**Given records:**
###

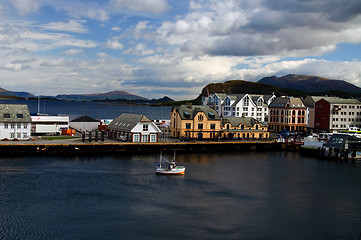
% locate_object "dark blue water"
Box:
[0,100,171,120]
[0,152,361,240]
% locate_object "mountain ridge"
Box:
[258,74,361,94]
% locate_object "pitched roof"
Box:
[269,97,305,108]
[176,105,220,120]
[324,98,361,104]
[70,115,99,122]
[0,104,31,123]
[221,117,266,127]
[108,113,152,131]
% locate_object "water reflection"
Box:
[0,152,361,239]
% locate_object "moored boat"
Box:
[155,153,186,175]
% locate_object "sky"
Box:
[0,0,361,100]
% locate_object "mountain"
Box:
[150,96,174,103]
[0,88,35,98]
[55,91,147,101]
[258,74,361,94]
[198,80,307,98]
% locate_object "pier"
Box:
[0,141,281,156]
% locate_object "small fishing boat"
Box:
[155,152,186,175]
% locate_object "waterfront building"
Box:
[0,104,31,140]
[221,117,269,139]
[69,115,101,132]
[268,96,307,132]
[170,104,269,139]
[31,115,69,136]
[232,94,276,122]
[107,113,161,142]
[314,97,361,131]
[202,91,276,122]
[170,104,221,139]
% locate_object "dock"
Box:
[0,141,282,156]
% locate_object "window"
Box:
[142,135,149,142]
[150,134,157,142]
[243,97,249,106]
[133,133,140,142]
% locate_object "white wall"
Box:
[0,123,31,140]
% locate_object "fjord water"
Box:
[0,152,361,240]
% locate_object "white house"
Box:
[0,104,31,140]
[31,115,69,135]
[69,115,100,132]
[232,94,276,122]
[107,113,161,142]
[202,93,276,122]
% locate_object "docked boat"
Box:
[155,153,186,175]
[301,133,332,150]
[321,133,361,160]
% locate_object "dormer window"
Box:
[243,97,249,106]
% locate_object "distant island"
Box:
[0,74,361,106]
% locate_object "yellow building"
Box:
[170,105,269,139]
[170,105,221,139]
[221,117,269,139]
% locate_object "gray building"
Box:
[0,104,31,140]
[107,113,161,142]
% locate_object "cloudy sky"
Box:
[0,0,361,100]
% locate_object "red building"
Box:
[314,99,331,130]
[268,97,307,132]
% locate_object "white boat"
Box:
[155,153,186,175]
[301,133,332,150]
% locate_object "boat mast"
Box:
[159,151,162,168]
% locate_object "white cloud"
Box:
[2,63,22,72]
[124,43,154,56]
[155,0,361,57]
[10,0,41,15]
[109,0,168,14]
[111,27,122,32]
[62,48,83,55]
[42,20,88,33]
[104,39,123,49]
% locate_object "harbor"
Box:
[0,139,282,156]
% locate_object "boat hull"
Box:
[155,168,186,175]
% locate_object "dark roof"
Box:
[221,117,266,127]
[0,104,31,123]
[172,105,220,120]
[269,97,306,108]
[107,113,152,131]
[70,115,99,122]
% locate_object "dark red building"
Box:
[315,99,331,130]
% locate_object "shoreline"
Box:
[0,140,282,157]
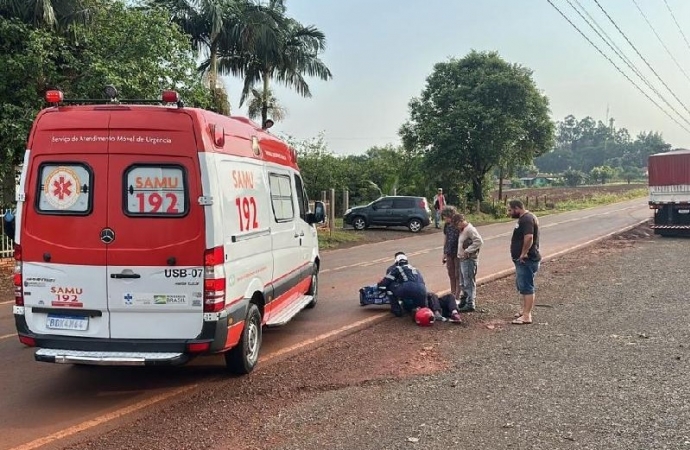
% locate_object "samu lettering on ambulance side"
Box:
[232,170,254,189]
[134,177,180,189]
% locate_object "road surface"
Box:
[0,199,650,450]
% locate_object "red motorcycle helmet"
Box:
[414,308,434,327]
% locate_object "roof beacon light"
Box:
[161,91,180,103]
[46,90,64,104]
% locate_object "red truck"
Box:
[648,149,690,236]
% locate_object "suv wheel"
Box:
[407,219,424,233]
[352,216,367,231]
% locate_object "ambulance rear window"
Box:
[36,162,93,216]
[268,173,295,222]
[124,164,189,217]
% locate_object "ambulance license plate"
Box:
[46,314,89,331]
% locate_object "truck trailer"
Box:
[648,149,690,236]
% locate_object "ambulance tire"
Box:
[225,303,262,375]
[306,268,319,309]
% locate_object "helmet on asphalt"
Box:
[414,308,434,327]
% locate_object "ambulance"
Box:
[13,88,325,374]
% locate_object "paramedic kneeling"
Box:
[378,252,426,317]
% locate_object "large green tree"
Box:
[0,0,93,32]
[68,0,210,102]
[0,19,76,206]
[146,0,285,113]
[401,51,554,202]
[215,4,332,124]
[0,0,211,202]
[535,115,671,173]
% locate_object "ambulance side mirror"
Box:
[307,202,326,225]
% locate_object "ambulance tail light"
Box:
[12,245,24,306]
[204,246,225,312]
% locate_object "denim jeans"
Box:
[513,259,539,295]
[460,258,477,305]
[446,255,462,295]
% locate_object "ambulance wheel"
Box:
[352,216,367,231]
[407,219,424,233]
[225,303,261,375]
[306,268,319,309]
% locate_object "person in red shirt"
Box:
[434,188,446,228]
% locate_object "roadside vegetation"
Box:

###

**What to produce:** Return the part of the listing that runs from its start through the line containing "[0,152,361,239]", both ends included, with each line repeated exactly and the pictures left out.

**Solution to this problem:**
% locate_object "dark blue water"
Box:
[0,100,171,120]
[0,152,361,240]
% locate_object "mountain ridge"
Box:
[258,74,361,94]
% locate_object "pitched roof"
Box:
[269,97,305,108]
[176,105,220,120]
[324,98,361,104]
[70,115,99,122]
[0,104,31,123]
[221,117,266,127]
[108,113,152,131]
% locate_object "water reflection"
Box:
[0,152,361,239]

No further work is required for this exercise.